- Your objective -
In the gold exploration text, how many diamond drill rigs does Collective have turning at the Guayabales property?

- Provided text -
************

Those results expanded on the recently announced discovery holes at Olympus of 302 metres at 1.11 g/t gold equivalent and 216.7 metres at 1.08 g/t gold equivalent. Collective has three diamond drill rigs turning at the Guayabales property.

Long-term rallies typically begin after a broad sell-off like the market is experiencing right now. Indexes border on bear markets, and risky assets see fewer capital inflows for a short period. However, this rarely lasts long.

The value proposition for gold and related companies is evident, with the potential for more upside in light of market conditions.

Companies exploring new high-grade deposits are in a great position right now thanks to another set of factors. Gold deposits worldwide are getting harder to find, and those that are discovered tend to be lower grade. The low-grade ore requires more processing to produce an ounce of gold, which raises costs for exploration. As a result, large mining companies are attempting to lower their exploration costs and timelines through M&A.

Instead of spending years and millions of dollars exploring for a new deposit, miners can buy out companies that have already made a discovery. This is an efficient way to bring new ounces into production and drive growth.

Explorers need to complete several processes to create the value that large mining companies are looking for. The first is identifying a high-grade deposit. The second is proving up the resource with enough drilling to make it economic. The last step is building the infrastructure necessary to get the mine into production, which can take years.

Many companies do not bother with the project development once the discovery and mineral resource have been made. They prefer to sell the project at that point and move on to the next one. This is where the market comes in

With large companies looking to buy projects, explorers need to make sure they are well-funded so they can take advantage of the opportunity when it comes. Being fully financed, explorers have the advantage of being able to hold out for a higher price or a better offer in what can often be a multi-billion dollar deal.

In the current market conditions, Collective Mining looks like an attractive option for investors. The company has made significant discoveries, is trading at a relatively low valuation to its potential value, and has maintained its share price performance during one of the most difficult moments for small-cap stocks in recent history. Short-term gold prices have not established a new trend yet, but if the rebound off the technical support holds, the uptrend could pull everything in the industry along with it.

************

- Information shown -
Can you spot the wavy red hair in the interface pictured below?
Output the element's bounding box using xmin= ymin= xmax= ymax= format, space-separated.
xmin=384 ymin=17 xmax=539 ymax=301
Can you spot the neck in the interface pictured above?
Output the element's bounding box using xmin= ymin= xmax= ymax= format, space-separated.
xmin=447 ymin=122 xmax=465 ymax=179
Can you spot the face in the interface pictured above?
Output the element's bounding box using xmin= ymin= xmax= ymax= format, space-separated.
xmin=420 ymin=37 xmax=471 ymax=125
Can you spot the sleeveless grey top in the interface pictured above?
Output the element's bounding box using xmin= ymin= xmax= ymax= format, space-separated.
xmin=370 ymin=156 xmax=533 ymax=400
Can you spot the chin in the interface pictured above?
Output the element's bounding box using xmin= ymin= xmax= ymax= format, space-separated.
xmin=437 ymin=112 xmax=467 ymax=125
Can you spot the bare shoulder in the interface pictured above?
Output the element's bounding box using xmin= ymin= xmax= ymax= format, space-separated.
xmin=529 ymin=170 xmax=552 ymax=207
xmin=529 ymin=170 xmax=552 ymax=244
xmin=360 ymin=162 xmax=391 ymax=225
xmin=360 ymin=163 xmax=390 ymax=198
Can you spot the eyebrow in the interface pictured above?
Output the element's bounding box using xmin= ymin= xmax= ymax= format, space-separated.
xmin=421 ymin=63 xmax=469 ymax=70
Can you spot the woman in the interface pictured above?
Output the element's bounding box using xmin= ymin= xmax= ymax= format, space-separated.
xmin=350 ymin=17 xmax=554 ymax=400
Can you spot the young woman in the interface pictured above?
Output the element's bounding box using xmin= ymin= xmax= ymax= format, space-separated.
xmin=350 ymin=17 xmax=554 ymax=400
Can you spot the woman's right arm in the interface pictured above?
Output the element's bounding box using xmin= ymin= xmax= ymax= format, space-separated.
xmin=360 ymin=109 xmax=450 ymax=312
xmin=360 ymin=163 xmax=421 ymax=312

************

- Task response -
Three